→ **What to produce**
From the first line of the data below, repeat each line exactly until you reach the line with "indicate the rock crevice with a point"; include that line too.

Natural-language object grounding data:
● ● ● ● ● ● ●

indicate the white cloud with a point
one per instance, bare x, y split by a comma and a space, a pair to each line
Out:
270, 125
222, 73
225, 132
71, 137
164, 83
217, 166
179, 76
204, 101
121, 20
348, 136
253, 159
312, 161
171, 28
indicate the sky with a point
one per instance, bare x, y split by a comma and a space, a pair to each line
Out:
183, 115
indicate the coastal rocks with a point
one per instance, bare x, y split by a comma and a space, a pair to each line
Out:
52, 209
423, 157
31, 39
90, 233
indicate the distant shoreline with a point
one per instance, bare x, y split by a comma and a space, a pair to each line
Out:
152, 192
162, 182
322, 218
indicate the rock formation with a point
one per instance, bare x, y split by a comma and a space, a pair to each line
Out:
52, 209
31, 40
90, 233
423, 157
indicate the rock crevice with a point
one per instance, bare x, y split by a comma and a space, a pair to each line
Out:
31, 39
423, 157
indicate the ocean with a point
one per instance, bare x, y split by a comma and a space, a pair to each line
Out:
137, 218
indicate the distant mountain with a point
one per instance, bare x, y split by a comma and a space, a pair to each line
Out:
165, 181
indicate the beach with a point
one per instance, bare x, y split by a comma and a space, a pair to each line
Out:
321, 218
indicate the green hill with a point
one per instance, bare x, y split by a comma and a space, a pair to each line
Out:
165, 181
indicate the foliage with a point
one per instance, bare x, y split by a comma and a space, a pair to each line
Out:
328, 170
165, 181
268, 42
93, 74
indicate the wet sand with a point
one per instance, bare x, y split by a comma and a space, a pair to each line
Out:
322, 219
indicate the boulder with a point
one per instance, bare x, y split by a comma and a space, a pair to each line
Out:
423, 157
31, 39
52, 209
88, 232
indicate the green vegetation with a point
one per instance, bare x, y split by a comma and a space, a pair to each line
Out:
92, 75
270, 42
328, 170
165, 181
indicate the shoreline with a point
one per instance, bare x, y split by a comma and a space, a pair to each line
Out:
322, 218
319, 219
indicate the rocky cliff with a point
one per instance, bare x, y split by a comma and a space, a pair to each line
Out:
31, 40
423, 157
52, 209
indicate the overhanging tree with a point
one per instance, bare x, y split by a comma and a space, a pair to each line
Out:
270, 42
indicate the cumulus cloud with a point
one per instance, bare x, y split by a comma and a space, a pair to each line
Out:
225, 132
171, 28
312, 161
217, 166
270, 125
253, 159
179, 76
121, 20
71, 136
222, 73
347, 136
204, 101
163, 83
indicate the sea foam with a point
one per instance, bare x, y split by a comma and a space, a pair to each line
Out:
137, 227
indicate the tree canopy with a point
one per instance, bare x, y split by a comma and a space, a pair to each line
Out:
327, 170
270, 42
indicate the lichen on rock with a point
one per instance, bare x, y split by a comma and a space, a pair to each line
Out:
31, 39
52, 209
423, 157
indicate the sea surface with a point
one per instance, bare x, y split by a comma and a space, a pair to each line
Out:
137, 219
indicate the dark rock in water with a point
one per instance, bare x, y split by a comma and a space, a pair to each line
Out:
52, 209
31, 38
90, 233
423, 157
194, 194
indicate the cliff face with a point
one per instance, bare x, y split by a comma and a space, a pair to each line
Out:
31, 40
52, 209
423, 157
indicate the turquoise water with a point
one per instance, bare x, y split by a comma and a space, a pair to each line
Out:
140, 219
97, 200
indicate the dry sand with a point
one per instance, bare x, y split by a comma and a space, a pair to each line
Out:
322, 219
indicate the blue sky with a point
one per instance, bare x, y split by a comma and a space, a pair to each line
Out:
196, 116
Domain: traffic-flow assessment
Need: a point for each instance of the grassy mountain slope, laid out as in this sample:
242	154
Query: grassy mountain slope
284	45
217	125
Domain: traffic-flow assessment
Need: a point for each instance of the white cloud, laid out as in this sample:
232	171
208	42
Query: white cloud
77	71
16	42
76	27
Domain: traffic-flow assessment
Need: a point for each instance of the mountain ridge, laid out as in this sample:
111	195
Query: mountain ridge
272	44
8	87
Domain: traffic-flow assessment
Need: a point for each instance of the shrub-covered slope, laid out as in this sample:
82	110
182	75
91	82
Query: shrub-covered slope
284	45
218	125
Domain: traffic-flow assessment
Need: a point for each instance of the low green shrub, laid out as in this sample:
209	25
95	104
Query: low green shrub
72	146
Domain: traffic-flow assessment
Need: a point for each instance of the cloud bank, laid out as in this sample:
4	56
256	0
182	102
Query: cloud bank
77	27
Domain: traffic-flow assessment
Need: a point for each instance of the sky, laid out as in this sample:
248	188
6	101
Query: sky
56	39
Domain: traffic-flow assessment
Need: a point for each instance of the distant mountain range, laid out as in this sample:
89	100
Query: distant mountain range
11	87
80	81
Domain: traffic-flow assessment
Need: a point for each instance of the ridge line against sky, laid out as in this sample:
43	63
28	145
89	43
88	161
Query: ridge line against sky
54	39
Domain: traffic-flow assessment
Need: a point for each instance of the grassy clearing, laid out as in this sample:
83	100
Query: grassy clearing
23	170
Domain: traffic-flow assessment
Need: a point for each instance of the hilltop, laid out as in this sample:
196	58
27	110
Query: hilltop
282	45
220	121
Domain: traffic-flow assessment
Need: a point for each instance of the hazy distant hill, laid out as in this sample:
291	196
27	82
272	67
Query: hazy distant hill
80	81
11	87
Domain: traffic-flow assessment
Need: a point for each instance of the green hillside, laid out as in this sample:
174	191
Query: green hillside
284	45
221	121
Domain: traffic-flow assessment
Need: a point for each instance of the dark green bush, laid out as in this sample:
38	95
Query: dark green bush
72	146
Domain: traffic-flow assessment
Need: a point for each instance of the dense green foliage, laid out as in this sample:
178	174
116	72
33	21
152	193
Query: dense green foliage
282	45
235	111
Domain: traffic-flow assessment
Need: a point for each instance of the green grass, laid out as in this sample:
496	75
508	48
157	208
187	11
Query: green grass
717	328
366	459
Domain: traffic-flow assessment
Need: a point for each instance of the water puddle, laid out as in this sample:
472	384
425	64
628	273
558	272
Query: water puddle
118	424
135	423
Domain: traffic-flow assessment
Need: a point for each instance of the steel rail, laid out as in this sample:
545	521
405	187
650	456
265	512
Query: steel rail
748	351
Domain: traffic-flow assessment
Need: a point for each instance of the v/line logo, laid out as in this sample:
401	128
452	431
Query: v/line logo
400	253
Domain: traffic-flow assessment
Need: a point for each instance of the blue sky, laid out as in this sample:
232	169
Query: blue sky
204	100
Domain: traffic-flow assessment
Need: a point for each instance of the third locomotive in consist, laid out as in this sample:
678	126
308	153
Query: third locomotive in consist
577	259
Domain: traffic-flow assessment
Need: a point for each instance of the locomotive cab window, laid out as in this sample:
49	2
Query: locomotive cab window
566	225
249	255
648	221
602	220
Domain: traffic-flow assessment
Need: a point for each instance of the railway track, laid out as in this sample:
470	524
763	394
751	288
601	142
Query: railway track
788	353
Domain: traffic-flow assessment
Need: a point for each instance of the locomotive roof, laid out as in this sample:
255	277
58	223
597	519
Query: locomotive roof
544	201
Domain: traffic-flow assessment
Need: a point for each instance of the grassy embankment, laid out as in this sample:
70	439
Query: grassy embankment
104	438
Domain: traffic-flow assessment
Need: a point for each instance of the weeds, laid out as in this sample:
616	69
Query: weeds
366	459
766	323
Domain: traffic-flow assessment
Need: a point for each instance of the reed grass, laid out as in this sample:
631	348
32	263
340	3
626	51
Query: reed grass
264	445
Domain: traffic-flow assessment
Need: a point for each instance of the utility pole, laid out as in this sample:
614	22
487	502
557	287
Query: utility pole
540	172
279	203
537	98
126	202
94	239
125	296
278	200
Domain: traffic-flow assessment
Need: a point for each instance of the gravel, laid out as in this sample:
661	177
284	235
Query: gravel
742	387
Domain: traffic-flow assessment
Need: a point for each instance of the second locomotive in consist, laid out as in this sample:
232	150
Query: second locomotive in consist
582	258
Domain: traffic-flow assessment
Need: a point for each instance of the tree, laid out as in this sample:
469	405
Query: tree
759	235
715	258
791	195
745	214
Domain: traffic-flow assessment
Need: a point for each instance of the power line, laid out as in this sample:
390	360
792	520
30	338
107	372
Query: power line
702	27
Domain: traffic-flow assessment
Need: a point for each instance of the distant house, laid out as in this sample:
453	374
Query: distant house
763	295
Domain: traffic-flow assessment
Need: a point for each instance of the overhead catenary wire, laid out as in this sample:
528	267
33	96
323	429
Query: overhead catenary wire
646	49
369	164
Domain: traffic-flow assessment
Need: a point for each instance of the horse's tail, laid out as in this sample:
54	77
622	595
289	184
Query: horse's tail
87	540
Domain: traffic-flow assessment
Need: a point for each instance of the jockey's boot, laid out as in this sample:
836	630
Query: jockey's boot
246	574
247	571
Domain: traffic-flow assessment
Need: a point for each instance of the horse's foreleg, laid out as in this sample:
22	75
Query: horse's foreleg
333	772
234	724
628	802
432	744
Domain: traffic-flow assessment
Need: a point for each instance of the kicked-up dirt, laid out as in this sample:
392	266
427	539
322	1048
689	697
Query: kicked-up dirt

● ● ● ● ● ● ●

→ **Finished task**
indicate the white cloud with a point
one per instance, bare x, y split by a comma and a space, a pair to each line
Out:
270, 125
222, 73
225, 132
71, 137
164, 83
217, 166
179, 76
204, 101
121, 20
348, 136
253, 159
312, 161
171, 28
indicate the sky with a point
one per instance, bare x, y split by a comma and a space, a pair to each line
Out:
183, 115
indicate the coastal rocks with a point
one per instance, bare x, y split by a comma and a space, a pair to each line
Out:
52, 209
423, 157
31, 39
90, 233
indicate the distant shoreline with a point
one per instance, bare x, y split by a comma and a space, a pair to each line
Out:
152, 192
162, 182
322, 218
indicate the rock formation with a point
one per instance, bare x, y split by a comma and a space, a pair to each line
Out:
52, 209
31, 40
90, 233
423, 157
indicate the rock crevice with a point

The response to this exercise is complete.